____ Data shown
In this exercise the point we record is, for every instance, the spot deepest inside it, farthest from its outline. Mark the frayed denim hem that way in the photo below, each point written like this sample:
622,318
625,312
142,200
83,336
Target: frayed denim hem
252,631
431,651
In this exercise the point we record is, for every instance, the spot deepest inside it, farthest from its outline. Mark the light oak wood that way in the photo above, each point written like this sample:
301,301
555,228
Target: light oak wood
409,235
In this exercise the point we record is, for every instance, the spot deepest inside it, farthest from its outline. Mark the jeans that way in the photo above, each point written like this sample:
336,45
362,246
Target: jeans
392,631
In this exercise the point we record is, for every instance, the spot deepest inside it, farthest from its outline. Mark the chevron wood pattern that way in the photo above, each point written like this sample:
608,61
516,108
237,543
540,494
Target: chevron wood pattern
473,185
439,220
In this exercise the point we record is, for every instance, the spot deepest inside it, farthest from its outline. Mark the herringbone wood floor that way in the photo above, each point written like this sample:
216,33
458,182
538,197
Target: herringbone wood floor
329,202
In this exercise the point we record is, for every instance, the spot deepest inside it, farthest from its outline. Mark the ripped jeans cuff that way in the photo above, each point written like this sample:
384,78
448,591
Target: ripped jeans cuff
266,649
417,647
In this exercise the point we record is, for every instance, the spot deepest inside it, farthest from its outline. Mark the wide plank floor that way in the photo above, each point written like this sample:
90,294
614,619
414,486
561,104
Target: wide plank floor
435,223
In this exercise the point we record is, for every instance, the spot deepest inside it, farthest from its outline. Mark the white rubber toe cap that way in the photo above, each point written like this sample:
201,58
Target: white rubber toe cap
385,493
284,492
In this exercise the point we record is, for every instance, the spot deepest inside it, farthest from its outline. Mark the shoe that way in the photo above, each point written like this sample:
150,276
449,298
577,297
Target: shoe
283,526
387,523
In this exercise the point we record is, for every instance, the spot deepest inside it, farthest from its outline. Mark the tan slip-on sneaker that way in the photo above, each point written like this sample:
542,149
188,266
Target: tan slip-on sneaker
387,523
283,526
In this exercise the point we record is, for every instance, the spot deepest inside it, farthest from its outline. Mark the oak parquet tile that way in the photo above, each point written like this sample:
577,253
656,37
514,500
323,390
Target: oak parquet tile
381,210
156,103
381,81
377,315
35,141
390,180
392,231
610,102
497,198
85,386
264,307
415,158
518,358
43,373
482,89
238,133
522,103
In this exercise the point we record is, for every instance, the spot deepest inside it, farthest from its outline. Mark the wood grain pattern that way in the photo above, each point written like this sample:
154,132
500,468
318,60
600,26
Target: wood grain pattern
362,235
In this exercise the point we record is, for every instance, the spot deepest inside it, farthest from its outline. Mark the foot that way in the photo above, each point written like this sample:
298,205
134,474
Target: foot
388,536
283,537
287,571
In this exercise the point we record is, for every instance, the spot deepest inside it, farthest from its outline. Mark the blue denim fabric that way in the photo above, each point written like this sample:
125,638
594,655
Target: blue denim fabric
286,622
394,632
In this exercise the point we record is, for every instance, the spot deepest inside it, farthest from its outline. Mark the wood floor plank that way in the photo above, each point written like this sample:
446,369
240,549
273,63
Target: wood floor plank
________
* **Exercise**
Recopy all the entries faithfully, leaving none out.

* **Answer box**
In this exercise the point we record is, for every instance, the spot deepest inside it, farthest from its outline. Mark the frayed denim hem that way in the photo below, each point written like this sample:
622,318
625,312
142,200
83,336
Target: frayed denim hem
252,631
431,651
In this exercise the point we record is, for every instance, the spot deepest inside it, farthest from its outline. Mark the light oak wood that way in the photo above, each point written like this sample:
301,301
555,228
Target: light oak wood
409,235
In this exercise the point we record is, for every instance, the spot deepest inside it, farthest from its outline. Mark the jeans that way in the photo above, each point written like this sample:
336,45
362,246
Target: jeans
392,631
In this exercise the point we record is, for every instance, the spot deepest inside it, farthest from its outline. Mark the chevron wood pattern that way in the photo above, each point written like this sample:
608,61
516,108
237,543
540,494
Target: chevron wood pattern
473,185
439,220
In this exercise the point we record is, for every instance, the spot deepest inside it, farthest from its outline. Mark the herringbone wood floor that way in the photo above, each point written like this sample:
216,33
458,182
538,197
Target: herringbone wood floor
329,202
In this exercise the point we record is, for every instance, the spot deepest inside it, farthest from its outline. Mark the ripped jeans cuff that way in the photo above, each point written like this sample:
384,78
448,591
Target: ripped jeans cuff
266,649
417,647
In this exercise the point we record is, for every instance, the spot deepest inside it, farthest from its outline. Mark the wide plank floor that way in the photo above, each point written like this sample:
90,294
614,619
414,486
561,104
Target: wide plank floor
435,223
In this exercise the point we record is, for every instance, the spot deepest inside it, farthest from its outline. Mark the white rubber toe cap that way in the photo above, each point written like this sample:
201,58
Target: white rubber toe cap
385,493
284,492
In this exercise the point we record is, for every instance, the spot deepest inside it, farthest from its outline. Mark the shoe that way in the photo above, each point written like this sample:
150,276
449,298
577,297
Target: shoe
283,526
387,523
In this exercise the point we record is, for every instance, the spot deepest inside it, farthest from its outline. Mark the tan slip-on sneaker that way in the photo above, each point written like this sample:
542,149
188,266
Target: tan slip-on sneaker
387,523
283,526
In this exercise the point we record is, for every instance, the spot deepest inside it, farthest from its outline. Mark the oak parquet tile that way in the photo above, each point written like this sample:
577,253
656,37
514,500
323,390
Target: oak parquet tile
381,210
156,103
381,81
377,315
35,141
390,180
392,231
610,102
497,198
85,386
264,307
415,158
518,358
43,373
482,89
238,133
522,103
In this exercise the point we record is, for every instance, the spot deepest inside it, farthest from its outline. Mark the wood grain pattern that way in the photo above, each point written like this sample:
154,132
500,468
318,60
600,26
Target: wood grain pattern
362,235
In this exercise the point we record is, for every instance, the spot deepest inside it, farthest from its outline. Mark the foot that way in the photo above, each point written like this sample:
298,205
134,474
Target: foot
388,536
283,537
287,571
In this exercise the point we record is, for every instance, the spot deepest inside it, farthest from its outline. Mark the blue denim fabric that way in the photo above, each point written like this sample:
125,638
594,655
Target: blue denim fabric
286,622
394,632
In this exercise the point we record is, for every instance, the spot deepest inside it, farthest from its outline. Mark the wood floor plank that way in the photo above, each point written like this sample:
446,369
240,549
273,63
Target: wood floor plank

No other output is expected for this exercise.